• [EXERCISE AIM] Filter these entries down to the lines that hold the word "Target", and show each of them.

• [DATASET RECORDS]
╔══

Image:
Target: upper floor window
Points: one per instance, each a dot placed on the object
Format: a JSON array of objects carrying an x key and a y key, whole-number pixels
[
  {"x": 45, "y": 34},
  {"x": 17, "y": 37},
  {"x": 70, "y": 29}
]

╚══
╔══

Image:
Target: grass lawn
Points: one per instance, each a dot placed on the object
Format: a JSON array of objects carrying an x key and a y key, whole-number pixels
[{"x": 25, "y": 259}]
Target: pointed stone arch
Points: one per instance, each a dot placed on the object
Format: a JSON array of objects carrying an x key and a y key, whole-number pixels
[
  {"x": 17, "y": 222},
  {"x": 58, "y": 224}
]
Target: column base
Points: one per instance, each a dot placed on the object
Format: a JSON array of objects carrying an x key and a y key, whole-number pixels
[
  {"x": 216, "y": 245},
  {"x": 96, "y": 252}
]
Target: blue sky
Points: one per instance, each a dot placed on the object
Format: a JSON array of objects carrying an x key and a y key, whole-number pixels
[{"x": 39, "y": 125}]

╚══

• [OUTPUT FOR THIS EXERCISE]
Target: upper floor window
Target: grass lawn
Target: pointed stone arch
Target: column base
Target: blue sky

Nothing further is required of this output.